- EXERCISE OBJECTIVE
Your job is to transcribe the material exactly. Keep every line.

- RECORDS SHOWN

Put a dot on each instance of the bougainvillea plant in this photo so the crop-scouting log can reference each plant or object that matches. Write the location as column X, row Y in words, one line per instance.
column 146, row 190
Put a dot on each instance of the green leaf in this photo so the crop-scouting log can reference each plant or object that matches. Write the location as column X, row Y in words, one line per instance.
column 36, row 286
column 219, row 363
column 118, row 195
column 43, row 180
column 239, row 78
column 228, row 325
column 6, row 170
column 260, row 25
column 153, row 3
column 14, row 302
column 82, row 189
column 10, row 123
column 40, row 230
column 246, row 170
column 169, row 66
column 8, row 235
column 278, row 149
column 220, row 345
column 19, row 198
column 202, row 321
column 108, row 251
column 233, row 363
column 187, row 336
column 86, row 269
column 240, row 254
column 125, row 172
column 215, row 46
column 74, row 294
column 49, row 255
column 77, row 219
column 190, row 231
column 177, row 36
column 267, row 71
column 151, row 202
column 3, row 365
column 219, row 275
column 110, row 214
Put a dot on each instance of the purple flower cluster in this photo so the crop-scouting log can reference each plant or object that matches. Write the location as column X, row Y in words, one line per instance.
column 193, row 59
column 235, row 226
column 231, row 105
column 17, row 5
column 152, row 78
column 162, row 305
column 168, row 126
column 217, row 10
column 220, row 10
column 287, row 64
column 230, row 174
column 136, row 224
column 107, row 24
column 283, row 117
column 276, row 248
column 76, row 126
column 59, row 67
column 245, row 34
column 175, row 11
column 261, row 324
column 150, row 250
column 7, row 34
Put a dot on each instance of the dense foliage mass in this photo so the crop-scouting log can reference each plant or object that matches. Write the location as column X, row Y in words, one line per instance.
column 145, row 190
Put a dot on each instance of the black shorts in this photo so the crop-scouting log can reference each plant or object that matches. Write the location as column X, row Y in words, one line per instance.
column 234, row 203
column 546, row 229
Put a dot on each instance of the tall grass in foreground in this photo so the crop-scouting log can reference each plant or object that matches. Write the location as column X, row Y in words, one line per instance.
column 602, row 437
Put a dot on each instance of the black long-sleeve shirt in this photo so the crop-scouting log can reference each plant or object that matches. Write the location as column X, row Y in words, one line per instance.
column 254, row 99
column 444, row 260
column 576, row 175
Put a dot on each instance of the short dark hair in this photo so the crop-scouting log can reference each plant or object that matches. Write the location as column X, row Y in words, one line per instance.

- TASK RESPONSE
Put a dot on each instance of the bougainvillea plant in this photo so the crop-scouting log can reference each plant or object that matches. Write the location as column X, row Y in words, one line per instance.
column 146, row 190
Put a dot on each instance of the green leaf in this photo so the crop-scouting log can reference each plant or object that matches. Write the location as column X, row Y in words, one line per instance.
column 36, row 286
column 219, row 363
column 118, row 195
column 43, row 180
column 239, row 78
column 228, row 325
column 6, row 170
column 260, row 25
column 153, row 3
column 14, row 302
column 82, row 189
column 10, row 123
column 40, row 230
column 246, row 170
column 169, row 66
column 8, row 235
column 278, row 149
column 220, row 345
column 19, row 198
column 202, row 321
column 108, row 251
column 233, row 363
column 187, row 336
column 86, row 269
column 240, row 254
column 125, row 172
column 215, row 46
column 74, row 294
column 49, row 255
column 77, row 219
column 190, row 231
column 177, row 36
column 267, row 71
column 151, row 202
column 3, row 365
column 219, row 275
column 110, row 214
Put a dot on each instance of the purple flower cluster in this photo so the crop-scouting log can reference each plant or object that matches. Write the location as column X, row Y in words, one line per instance.
column 193, row 59
column 235, row 226
column 231, row 105
column 17, row 5
column 152, row 78
column 162, row 305
column 168, row 126
column 217, row 10
column 220, row 10
column 287, row 64
column 230, row 174
column 136, row 224
column 107, row 24
column 283, row 117
column 276, row 248
column 76, row 126
column 59, row 67
column 245, row 34
column 175, row 11
column 261, row 324
column 150, row 250
column 7, row 34
Put a dot on each instance of the dense foliage mass in this photo so the crop-scouting log can reference each plant or object that matches. Write the location as column X, row Y in words, one line per instance.
column 145, row 190
Put a dot on each instance of the black shorts in this photo so the crop-scouting log can reference each plant or object that matches. Write the location as column X, row Y in words, one line per instance.
column 234, row 203
column 546, row 229
Put a dot on each instance of the tall grass in foreground in this photo so the crop-scouting log can reference each plant or object that matches. Write the location as column X, row Y in words, one line per instance.
column 602, row 437
Put a dot on each instance of the black long-sleeve shirt in this photo so the crop-scouting log can reference each plant or object that matches. Write the location as column X, row Y in words, one line per instance.
column 254, row 99
column 444, row 260
column 576, row 175
Put a dot on each instance of the short dark hair in this photo so the crop-scouting log can reference each plant or object that matches. Write the location as column X, row Y in words, one line per instance.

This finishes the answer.